START Material for this exercise
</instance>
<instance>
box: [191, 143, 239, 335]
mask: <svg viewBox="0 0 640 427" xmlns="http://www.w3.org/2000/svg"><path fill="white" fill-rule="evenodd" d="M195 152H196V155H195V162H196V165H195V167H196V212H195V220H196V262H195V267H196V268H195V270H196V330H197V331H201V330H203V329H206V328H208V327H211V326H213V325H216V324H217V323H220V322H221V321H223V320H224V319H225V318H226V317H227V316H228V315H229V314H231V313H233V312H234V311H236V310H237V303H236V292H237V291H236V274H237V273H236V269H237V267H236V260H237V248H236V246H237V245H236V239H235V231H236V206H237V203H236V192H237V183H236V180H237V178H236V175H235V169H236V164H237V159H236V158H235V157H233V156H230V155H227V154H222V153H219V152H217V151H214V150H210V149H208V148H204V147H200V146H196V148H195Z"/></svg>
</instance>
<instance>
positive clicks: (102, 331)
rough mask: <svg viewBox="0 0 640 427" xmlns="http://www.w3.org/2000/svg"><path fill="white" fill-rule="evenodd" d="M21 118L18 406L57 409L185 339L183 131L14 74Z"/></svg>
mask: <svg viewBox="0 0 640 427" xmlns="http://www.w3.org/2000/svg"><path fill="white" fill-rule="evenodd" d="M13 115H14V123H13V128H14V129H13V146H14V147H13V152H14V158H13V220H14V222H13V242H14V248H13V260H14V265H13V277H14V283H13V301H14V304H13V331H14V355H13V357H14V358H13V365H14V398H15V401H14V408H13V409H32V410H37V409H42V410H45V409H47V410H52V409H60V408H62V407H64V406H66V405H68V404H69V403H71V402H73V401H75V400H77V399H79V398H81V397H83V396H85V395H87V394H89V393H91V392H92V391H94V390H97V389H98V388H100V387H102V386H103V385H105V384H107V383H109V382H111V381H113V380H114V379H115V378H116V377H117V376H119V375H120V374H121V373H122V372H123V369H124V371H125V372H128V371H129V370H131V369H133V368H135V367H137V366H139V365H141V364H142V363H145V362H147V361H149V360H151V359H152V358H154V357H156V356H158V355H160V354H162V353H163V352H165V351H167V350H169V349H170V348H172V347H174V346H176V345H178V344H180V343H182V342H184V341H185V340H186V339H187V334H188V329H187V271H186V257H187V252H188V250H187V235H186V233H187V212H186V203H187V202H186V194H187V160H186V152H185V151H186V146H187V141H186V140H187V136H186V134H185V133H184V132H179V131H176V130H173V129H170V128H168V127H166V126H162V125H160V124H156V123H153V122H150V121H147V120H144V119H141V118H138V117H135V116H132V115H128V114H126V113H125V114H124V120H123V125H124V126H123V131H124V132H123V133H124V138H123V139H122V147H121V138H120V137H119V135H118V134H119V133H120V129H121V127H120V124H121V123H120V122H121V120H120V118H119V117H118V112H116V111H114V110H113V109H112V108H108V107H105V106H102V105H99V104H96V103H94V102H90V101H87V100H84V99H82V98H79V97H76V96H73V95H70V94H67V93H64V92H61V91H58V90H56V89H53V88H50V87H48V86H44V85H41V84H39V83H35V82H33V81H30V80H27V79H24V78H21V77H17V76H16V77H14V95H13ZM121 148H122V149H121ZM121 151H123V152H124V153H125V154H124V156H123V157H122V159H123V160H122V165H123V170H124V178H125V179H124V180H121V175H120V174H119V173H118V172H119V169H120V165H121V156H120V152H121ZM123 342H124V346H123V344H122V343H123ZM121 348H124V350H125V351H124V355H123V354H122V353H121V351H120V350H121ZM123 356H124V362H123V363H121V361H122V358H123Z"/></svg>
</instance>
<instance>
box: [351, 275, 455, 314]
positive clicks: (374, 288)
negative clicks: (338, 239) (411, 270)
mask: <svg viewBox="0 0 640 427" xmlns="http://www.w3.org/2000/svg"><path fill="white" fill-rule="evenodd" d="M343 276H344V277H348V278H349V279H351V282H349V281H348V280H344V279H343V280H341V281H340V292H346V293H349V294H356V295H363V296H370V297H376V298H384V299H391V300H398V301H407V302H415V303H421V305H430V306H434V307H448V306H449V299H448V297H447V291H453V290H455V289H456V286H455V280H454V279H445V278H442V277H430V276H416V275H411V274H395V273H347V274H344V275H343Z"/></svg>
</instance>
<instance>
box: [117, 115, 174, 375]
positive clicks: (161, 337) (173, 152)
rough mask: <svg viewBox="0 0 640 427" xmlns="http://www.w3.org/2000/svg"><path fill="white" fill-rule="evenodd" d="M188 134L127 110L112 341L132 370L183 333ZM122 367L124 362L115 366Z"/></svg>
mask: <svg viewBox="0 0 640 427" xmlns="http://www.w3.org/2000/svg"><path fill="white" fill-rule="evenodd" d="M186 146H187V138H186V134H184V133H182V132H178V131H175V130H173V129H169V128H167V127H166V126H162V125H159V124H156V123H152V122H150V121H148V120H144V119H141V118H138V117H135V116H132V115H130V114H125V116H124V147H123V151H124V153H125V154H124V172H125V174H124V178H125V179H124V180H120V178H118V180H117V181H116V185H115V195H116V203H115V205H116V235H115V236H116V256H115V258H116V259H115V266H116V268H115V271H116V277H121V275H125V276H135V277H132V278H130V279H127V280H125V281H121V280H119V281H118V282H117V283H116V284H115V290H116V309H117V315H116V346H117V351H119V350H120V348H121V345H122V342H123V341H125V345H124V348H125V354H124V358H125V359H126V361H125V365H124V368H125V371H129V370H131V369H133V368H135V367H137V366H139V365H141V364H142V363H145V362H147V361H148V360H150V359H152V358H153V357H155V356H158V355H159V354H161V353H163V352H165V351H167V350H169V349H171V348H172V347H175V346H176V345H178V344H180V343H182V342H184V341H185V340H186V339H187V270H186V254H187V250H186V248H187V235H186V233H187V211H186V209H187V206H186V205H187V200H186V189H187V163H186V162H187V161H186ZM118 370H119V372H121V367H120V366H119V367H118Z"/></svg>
END Material for this exercise
§ **Work to be completed**
All records are to be retyped exactly. None may be omitted.

§ **Answer for this exercise**
</instance>
<instance>
box: [191, 143, 239, 335]
mask: <svg viewBox="0 0 640 427" xmlns="http://www.w3.org/2000/svg"><path fill="white" fill-rule="evenodd" d="M195 152H196V155H195V162H196V165H195V167H196V212H195V220H196V262H195V267H196V268H195V270H196V330H197V331H201V330H203V329H206V328H208V327H211V326H213V325H216V324H217V323H220V322H221V321H223V320H224V319H225V318H226V317H227V316H228V315H229V314H231V313H233V312H234V311H236V310H237V303H236V292H237V291H236V274H237V273H236V269H237V267H236V260H237V248H236V246H237V245H236V239H235V231H236V206H237V203H236V192H237V183H236V180H237V178H236V175H235V169H236V164H237V159H236V158H235V157H233V156H230V155H227V154H222V153H219V152H217V151H214V150H210V149H208V148H204V147H200V146H196V148H195Z"/></svg>
</instance>
<instance>
positive clicks: (102, 331)
rough mask: <svg viewBox="0 0 640 427" xmlns="http://www.w3.org/2000/svg"><path fill="white" fill-rule="evenodd" d="M21 118L18 406L57 409L185 339L183 131L14 74Z"/></svg>
mask: <svg viewBox="0 0 640 427" xmlns="http://www.w3.org/2000/svg"><path fill="white" fill-rule="evenodd" d="M13 115H14V123H13V128H14V129H13V146H14V147H13V152H14V158H13V220H14V222H13V242H14V248H13V260H14V265H13V277H14V283H13V301H14V304H13V331H14V355H13V357H14V358H13V365H14V398H15V401H14V408H13V409H32V410H37V409H42V410H45V409H47V410H52V409H60V408H62V407H64V406H66V405H68V404H69V403H71V402H73V401H75V400H77V399H79V398H81V397H83V396H85V395H87V394H89V393H91V392H92V391H94V390H97V389H98V388H100V387H102V386H103V385H105V384H107V383H109V382H111V381H113V380H114V379H115V378H116V377H117V376H119V375H120V374H121V373H122V372H123V369H124V371H125V372H128V371H129V370H131V369H133V368H135V367H137V366H139V365H141V364H142V363H145V362H147V361H149V360H151V359H152V358H154V357H156V356H158V355H160V354H162V353H163V352H165V351H167V350H169V349H170V348H172V347H174V346H176V345H178V344H180V343H182V342H184V341H185V340H186V339H187V334H188V329H187V271H186V257H187V252H188V250H187V235H186V233H187V212H186V203H187V202H186V194H187V160H186V152H185V151H186V146H187V141H186V140H187V136H186V134H185V133H184V132H179V131H176V130H173V129H170V128H168V127H166V126H162V125H160V124H156V123H153V122H150V121H147V120H144V119H141V118H138V117H135V116H132V115H128V114H126V113H125V114H124V120H123V125H124V126H123V131H124V132H123V133H124V138H123V139H122V147H121V138H120V137H119V135H118V134H119V133H120V129H121V127H120V124H121V123H120V122H121V120H120V118H119V117H118V112H116V111H114V110H113V109H112V108H108V107H105V106H102V105H99V104H96V103H94V102H90V101H87V100H84V99H82V98H79V97H76V96H73V95H70V94H67V93H64V92H61V91H58V90H56V89H53V88H50V87H48V86H44V85H41V84H39V83H35V82H33V81H30V80H27V79H24V78H21V77H17V76H16V77H14V95H13ZM121 148H122V149H121ZM121 151H123V152H124V153H125V154H124V156H123V157H122V159H123V160H122V165H123V170H124V178H125V179H124V180H121V175H120V174H119V173H118V172H119V169H120V165H121V156H120V152H121ZM123 342H124V346H123V344H122V343H123ZM121 348H124V350H125V351H124V355H123V354H122V353H121V351H120V350H121ZM123 356H124V362H123V363H121V361H122V358H123Z"/></svg>
</instance>
<instance>
box: [351, 275, 455, 314]
positive clicks: (374, 288)
negative clicks: (338, 239) (411, 270)
mask: <svg viewBox="0 0 640 427" xmlns="http://www.w3.org/2000/svg"><path fill="white" fill-rule="evenodd" d="M343 276H344V277H348V278H349V279H351V282H349V281H348V280H344V279H343V280H341V281H340V292H346V293H349V294H356V295H363V296H370V297H376V298H384V299H391V300H398V301H407V302H415V303H421V305H430V306H434V307H448V306H449V299H448V297H447V291H453V290H455V289H456V286H455V280H454V279H445V278H442V277H430V276H416V275H411V274H395V273H347V274H344V275H343Z"/></svg>
</instance>
<instance>
box: [117, 115, 174, 375]
positive clicks: (161, 337) (173, 152)
rough mask: <svg viewBox="0 0 640 427" xmlns="http://www.w3.org/2000/svg"><path fill="white" fill-rule="evenodd" d="M188 134L127 110L112 341L132 370L183 333ZM122 367L124 362L115 366Z"/></svg>
mask: <svg viewBox="0 0 640 427" xmlns="http://www.w3.org/2000/svg"><path fill="white" fill-rule="evenodd" d="M186 146H187V138H186V134H184V133H182V132H178V131H175V130H173V129H169V128H167V127H166V126H162V125H159V124H156V123H152V122H150V121H148V120H144V119H141V118H138V117H135V116H132V115H130V114H125V116H124V147H123V151H124V153H125V154H124V172H125V174H124V178H125V179H124V180H120V178H118V180H117V181H116V185H115V195H116V203H115V205H116V235H115V236H116V256H115V258H116V259H115V266H116V268H115V271H116V277H121V275H125V276H135V277H132V278H130V279H127V280H125V281H121V280H119V281H118V282H117V283H116V284H115V290H116V309H117V315H116V346H117V351H119V350H120V348H121V345H122V342H123V341H125V345H124V348H125V354H124V358H125V359H126V361H125V365H124V368H125V371H129V370H131V369H133V368H135V367H137V366H139V365H141V364H142V363H145V362H147V361H148V360H150V359H152V358H153V357H155V356H158V355H159V354H161V353H163V352H165V351H167V350H169V349H171V348H172V347H175V346H176V345H178V344H180V343H182V342H184V341H185V340H186V339H187V270H186V254H187V250H186V248H187V235H186V233H187V211H186V209H187V206H186V205H187V200H186V189H187V163H186V162H187V161H186ZM118 370H119V372H121V367H120V366H119V367H118Z"/></svg>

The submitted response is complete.